TRAVAIL À FAIRE:
1. Transcrivez fidèlement l'article sur le limogeage de Farba Senghor, de "LeFaso.net, l'actualité Burkinabé" à "son groupe d’appartenance.".
2. Rédigez la suite de l'article sur le limogeage de Farba Senghor en partant de sa dernière phrase.

EXTRAIT DU TEXTE:
_ _ _ _ _

LeFaso.net, l'actualité Burkinabé sur le net
Proverbe du Jour : “Soyez un repère de qualité. Certaines personnes ne sont pas habituées à un environnement où on s’attend à l’excellence.” Steve jobs

Limogeage de Farba Senghor : La justice sénégalaise à l’épreuve

Publié le lundi 1er septembre 2008 à 20h34min

PARTAGER :                          

Le récent limogeage du ministre Farba Senghor à Dakar constitue une mesure de salubrité publique. Il intervient en effet quelques semaines seulement après le départ pour "dépassement budgétaire" d’un autre proche du leader du "Sopi". Au-delà du Sénégal, le geste du président Abdoulaye Wade donne à réfléchir à la classe politique du continent : nul n’est au-dessus de la loi et il faut savoir se retirer pour défendre dignement son honneur et préserver les acquis de son groupe d’appartenance.

La mesure responsabilise surtout les magistrats, appelés à trancher dans des dossiers de plus en plus sensibles car portant sur la défense des libertés démocratiques. Mais jusqu’où pourra aller la justice sénégalaise ?

En le faisant partir du gouvernement, le président Wade donne effectivement à son poulain l’opportunité de pouvoir se défendre. Mais en Afrique, discret ou pas, le départ du gouvernement est généralement mal interprété dans l’opinion. On est comme lâché par ses pairs car rapidement le vide se fait autour du partant. L’exemple de Farba Senghor rappellera longtemps à tous les apprentis sorciers de la politique, que même dans les républiques bananières, il faut bien réfléchir avant de toucher à cette presse, baromètre de la démocratie.

_ _ _ _ _

EXTRAIT DE DONNÉES:
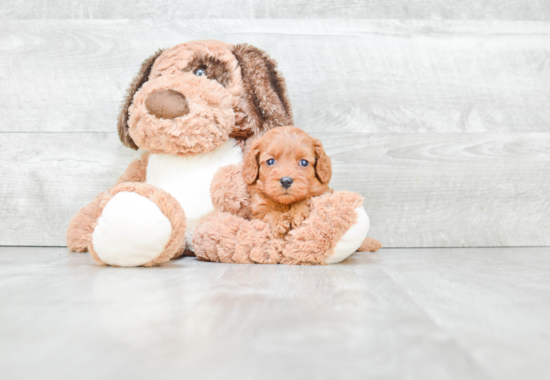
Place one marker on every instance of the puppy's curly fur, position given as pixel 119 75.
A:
pixel 284 169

_ _ _ _ _

TÂCHES RÉSOLUES:
1.
LeFaso.net, l'actualité Burkinabé sur le net
Proverbe du Jour : “Soyez un repère de qualité. Certaines personnes ne sont pas habituées à un environnement où on s’attend à l’excellence.” Steve jobs

Limogeage de Farba Senghor : La justice sénégalaise à l’épreuve

Publié le lundi 1er septembre 2008 à 20h34min

PARTAGER :                          

Le récent limogeage du ministre Farba Senghor à Dakar constitue une mesure de salubrité publique. Il intervient en effet quelques semaines seulement après le départ pour "dépassement budgétaire" d’un autre proche du leader du "Sopi". Au-delà du Sénégal, le geste du président Abdoulaye Wade donne à réfléchir à la classe politique du continent : nul n’est au-dessus de la loi et il faut savoir se retirer pour défendre dignement son honneur et préserver les acquis de son groupe d’appartenance.

2.
Si l’évolution actuelle de « l’affaire Farba Senghor » soulage la presse, la magistrature, elle, est davantage interpellée. L’épreuve est donc rude pour les magistrats sénégalais. Et porter la toge doit être encore plus difficile aujourd’hui qu’hier au pays de la Téranga. Du dossier Hissène Habré à ceux qui opposent constamment les acteurs politiques au monde des médias, l’agitation paraît à son comble. C’est que pour de nombreux Africains, Dakar constitue un point de mire, et la justice sénégalaise une véritable source d’inspiration. Dans les circonstances actuelles, il serait donc malvenu de se fourvoyer. Les magistrats sénégalais, qui se sentent observés, ont intérêt à éviter de regarder en spectateurs, les hommes politiques, quels qu’ils soient, bafouer les principes élémentaires du droit, violer la liberté d’expression, et de surcroît empêcher les journalistes de faire leur travail.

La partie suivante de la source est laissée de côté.